▶ **ЗАДАНИЯ**
- a) Пожалуйста, определите, согласуются ли с текстом о смене мирских и благочестивых мыслей утверждения (i) «Размышляя о мирских вещах, он испытывал наслаждение», (ii) «Он сразу заметил различие между этими мыслями и стал о нём раздумывать» и (iii) «Отстранив мысли о подвигах покаяния, он ощущал скуку». На каждое ответьте «да» или «нет» и приведите решающие слова текста в точной цитате.
- b) Продолжите текст о смене мирских и благочестивых мыслей, начав сразу после его последнего предложения.

▶ **ПРИВЕДЁННЫЙ ТЕКСТ**
____________

Эти мысли тоже заняли изрядный простор [32], а затем что-то переменилось, и к нему снова пришли мысли мирские, о коих говорилось выше. На них он тоже задержался на значительный срок. Это последовательное чередование столь различных мыслей длилось у него довольно долго, причём он всегда задерживался на повторяющейся мысли о том, что представлялось его воображению — а это были либо те мирские подвиги, которые он желал совершить, либо иные, <призванные угодить> Богу. Наконец, утомившись, он оставил эти мысли и стал думать о другом.
8. Однако тут была налицо следующая разница: думая о вещах мирских, он весьма услаждался; но когда, утомившись, он оставлял эти мысли, то чувствовал скуку и недовольство. Когда же он думал о том, чтобы пойти в Иерусалим босиком, питаться одними травами и совершать все прочие подвиги покаяния, которые, как он увидел, совершали святые — то утешался он не только тогда, когда задерживался на таких мыслях, но и, даже отстранив их, оставался доволен и радостен. Но он не обращал на это внимания и не задерживался на раздумьях об этом различии, покуда однажды у него немного не открылись глаза, и тогда он стал удивляться этому разнообразию и размышлять о нём, постигая на опыте, что одни мысли оставляли его печальным, а другие — радостным. Так мало-помалу он стал знакомиться с разнообразием воздействовавших на него духов: одного — бесовского, а другого — Божиего.

____________

▶ **ПРЕДОСТАВЛЕННЫЕ ДАННЫЕ**
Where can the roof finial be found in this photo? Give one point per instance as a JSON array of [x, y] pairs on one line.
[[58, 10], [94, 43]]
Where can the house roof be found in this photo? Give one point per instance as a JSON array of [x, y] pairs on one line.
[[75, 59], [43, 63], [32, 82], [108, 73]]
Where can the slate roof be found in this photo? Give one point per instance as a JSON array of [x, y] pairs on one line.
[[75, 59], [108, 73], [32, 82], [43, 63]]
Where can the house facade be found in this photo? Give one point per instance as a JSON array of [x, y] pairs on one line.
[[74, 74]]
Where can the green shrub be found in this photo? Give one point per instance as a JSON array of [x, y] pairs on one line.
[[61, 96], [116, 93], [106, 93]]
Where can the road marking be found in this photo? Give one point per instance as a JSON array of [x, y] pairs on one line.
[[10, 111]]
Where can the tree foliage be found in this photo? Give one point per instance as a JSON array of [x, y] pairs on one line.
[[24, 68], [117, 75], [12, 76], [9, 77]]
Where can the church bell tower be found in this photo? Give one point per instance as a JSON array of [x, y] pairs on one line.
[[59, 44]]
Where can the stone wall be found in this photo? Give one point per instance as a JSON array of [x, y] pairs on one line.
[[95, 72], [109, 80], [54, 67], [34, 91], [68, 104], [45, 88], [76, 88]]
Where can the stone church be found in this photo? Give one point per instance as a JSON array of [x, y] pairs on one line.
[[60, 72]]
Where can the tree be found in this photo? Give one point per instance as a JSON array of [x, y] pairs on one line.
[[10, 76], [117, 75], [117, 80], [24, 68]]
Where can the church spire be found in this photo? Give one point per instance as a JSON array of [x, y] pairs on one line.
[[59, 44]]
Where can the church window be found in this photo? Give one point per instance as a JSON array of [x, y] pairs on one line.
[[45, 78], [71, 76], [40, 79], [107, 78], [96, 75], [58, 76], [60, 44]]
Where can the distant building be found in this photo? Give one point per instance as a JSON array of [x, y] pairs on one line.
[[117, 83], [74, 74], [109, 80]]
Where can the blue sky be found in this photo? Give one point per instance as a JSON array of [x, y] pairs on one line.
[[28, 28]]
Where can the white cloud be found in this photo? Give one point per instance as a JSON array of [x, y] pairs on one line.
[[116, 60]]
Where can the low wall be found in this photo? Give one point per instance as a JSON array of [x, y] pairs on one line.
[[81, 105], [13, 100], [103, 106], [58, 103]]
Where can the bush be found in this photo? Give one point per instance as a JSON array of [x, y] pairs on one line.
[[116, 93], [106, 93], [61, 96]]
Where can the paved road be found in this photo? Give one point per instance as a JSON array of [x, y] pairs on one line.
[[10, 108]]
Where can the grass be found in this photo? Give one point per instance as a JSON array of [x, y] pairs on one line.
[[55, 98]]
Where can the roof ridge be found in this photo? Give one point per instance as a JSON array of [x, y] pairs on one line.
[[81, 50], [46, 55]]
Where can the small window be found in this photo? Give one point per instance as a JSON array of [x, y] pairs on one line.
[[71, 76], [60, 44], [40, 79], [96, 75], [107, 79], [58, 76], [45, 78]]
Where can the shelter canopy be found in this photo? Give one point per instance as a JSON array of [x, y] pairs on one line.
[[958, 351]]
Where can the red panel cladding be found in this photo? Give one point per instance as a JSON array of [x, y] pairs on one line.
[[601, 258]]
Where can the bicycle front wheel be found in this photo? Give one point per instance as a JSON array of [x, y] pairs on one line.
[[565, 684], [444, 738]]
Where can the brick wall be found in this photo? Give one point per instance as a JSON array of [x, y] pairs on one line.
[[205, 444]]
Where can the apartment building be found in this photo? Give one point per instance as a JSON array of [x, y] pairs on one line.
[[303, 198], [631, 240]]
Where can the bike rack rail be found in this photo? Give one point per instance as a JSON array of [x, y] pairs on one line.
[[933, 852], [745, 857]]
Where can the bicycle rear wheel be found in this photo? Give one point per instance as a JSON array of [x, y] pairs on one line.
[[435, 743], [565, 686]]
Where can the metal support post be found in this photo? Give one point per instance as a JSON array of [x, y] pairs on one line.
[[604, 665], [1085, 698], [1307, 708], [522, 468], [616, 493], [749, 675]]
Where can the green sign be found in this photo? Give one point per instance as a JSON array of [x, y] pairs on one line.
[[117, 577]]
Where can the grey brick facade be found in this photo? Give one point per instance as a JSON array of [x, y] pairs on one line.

____________

▶ **ОТВЕТЫ**
- a)
(i) Да: «думая о вещах мирских, он весьма услаждался».
(ii) Нет: «Но он не обращал на это внимания и не задерживался на раздумьях об этом различии».
(iii) Нет: «но и, даже отстранив их, оставался доволен и радостен».

- b)
9. Из этого урока он вынес немало и принялся более серьёзно размышлять о своём прошлом и о том, сколь необходимо ему покаяться в нём. Тут-то и пришло к нему желание подражать святым, невзирая на обстоятельства, но уповая с помощью Божией сделать то же, что делали они. Но всё, что он хотел сделать после выздоровления — это отправиться в Иерусалим, как говорилось выше, совершая столько <подвигов> покаяния и воздержания, сколько дух благородный, воспламенённый Богом, обычно желает совершить.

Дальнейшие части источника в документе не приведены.